=== SELECTION ===
Neither the Company nor Indemnitee shall unreasonably withhold its consent to any proposed settlement; provided, however, that Indemnitee may withhold consent to any settlement that does not provide a complete and unconditional release
of Indemnitee. 
 14. Successors and Binding Agreement. 
 (a) The Company shall require any successor (whether direct or indirect, by purchase, merger, consolidation, reorganization or otherwise) to all or substantially all the business or assets of the Company, by agreement
in form and substance satisfactory to Indemnitee and Indemnitee’s counsel, expressly to assume and agree to perform this Agreement in the same manner and to the same extent the Company would be required to perform if no such succession had
taken place. This Agreement shall be binding upon and inure to the benefit of the Company and any successor to the Company, including any person or entity acquiring directly or indirectly all or substantially all of the business or assets of the
Company whether by purchase, merger, consolidation, reorganization or otherwise (and such successor will thereafter be deemed the “Company” for purposes of this Agreement). 
 (b) Indemnitee’s right to indemnification and advancement of Expenses pursuant to this Agreement shall continue regardless of the termination of
Indemnitee’s Corporate Capacity, and this Agreement shall inure to the benefit of and be enforceable by Indemnitee’s personal or legal representatives, executors, administrators, spouses, heirs, assigns and other successors. 
 (c) This Agreement is personal in nature and neither of the parties hereto shall, without the prior written consent of the other, assign or delegate this
Agreement or any rights or obligations hereunder except as expressly provided in Sections 14(a) and 14(b). 
 (d) This Agreement shall be
binding upon and inure to the benefit of and be enforceable by the parties hereto and their respective successors (including any direct or indirect successor by purchase, merger, consolidation, reorganization or otherwise to all or substantially all
of the business or assets of the Company), assigns, spouses, heirs, executors, administrators and personal and legal representatives. 
  

 7 

 15. Duration of Agreement. This Agreement, including the obligations of the Company to indemnify
Indemnitee and advance Expenses, shall survive regardless of the termination of Indemnitee’s Corporate Capacity 
 16.
===
**OBJECTIVES**
1. Transcribe everything in the indemnification agreement from "(b) Indemnitee’s right" down to "and other successors.".
2. In the indemnification agreement, whose consent must a party obtain before assigning or delegating the agreement?
3. Resume the indemnification agreement from the point where its text stops.
The data is not needed for anything here.
=== DATA SHOWN ===
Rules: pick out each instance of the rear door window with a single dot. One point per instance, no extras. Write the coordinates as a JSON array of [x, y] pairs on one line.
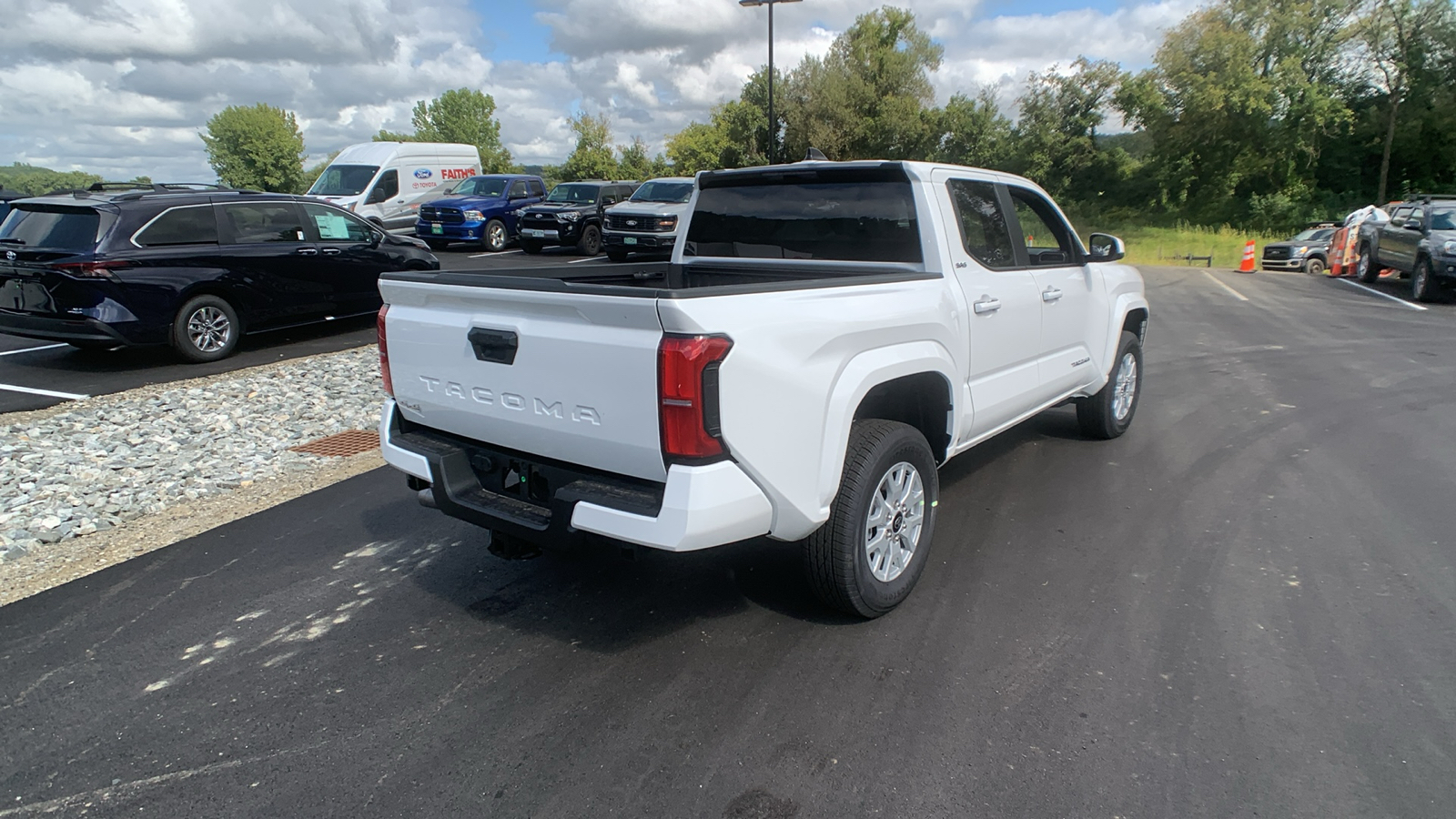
[[53, 228], [193, 225], [983, 222], [781, 216], [255, 223]]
===
**RESPONSES PER TASK**
1.
(b) Indemnitee’s right to indemnification and advancement of Expenses pursuant to this Agreement shall continue regardless of the termination of
Indemnitee’s Corporate Capacity, and this Agreement shall inure to the benefit of and be enforceable by Indemnitee’s personal or legal representatives, executors, administrators, spouses, heirs, assigns and other successors.

2. The prior written consent of the other party.

3.
Enforcement/Reliance. 
 (a) The Company expressly confirms and agrees that it has entered into this Agreement and assumed the
obligations imposed on it hereby in order to induce Indemnitee to serve in a Corporate Capacity, and the Company acknowledges that Indemnitee is relying upon this Agreement in serving in such Corporate Capacity. 
 (b) This Agreement, along with the Company’s Certificate of Incorporation and Bylaws, constitute the entire agreement between the parties hereto
with respect to the subject matter hereof and supersede all prior agreements and understandings, oral, written and implied, between the parties hereto with respect to the subject matter hereof. 
 17. Definitions. For purposes of this Agreement: 
 (a) “Affiliate” has the meaning as defined in Rule 405 under the Securities Act of 1933, as amended. 
 (b) “Change of Control” means (i) an acquisition by any person (within the meaning of Section 13(d)(3) or 14(d)(2) of the Securities Exchange Act of 1934, as amended) of beneficial ownership
of 20% or more of the combined voting power of the Company’s then outstanding voting securities; (ii) during any period of two consecutive years, individuals who at the beginning of such period constitute the Board of Directors of the
Company and any new director whose election by the Board of Directors or nomination for election by the Company’s stockholders was approved by a vote of at least two-thirds (2/3) of the directors then still in office who either were
directors at the beginning of the period or whose election or nomination for election was previously so approved, cease for any reason to constitute a majority thereof; or (iii) the consummation of a merger or consolidation involving the
Company if the stockholders of the Company, immediately before such merger or consolidation, do not own, immediately following such merger or consolidation, more than 80% of the combined voting power of the outstanding voting securities of the
resulting entity in substantially the same proportion as their ownership of voting securities immediately before such merger or consolidation, (iv) the consummation of the sale or other disposition of all or substantially all of the assets of
the Company, (v) approval by the stockholders of the Company of a complete liquidation or dissolution of the Company or (vi) there occurs any other event of a nature that would be required to be reported in response to either
Item 5.01 of Form 8-K or Item 6(e) of Schedule 14A of Regulation 14A (or a response to any similar item on any similar schedule or form) promulgated under the Securities Exchange Act of 1934, as amended), whether or not the Company is then
subject to such reporting requirement. Notwithstanding the foregoing, a Change of Control shall not be deemed to occur solely because twenty percent (20%) or more of the then outstanding voting securities is acquired by (1) a trustee or
other fiduciary holding securities under one or more employee benefit plans maintained by the Company or any of its subsidiaries or (2) any entity that, immediately prior to such acquisition, is owned directly or indirectly by the stockholders
of the Company in the same proportion as their ownership of shares in the Company immediately prior to such acquisition.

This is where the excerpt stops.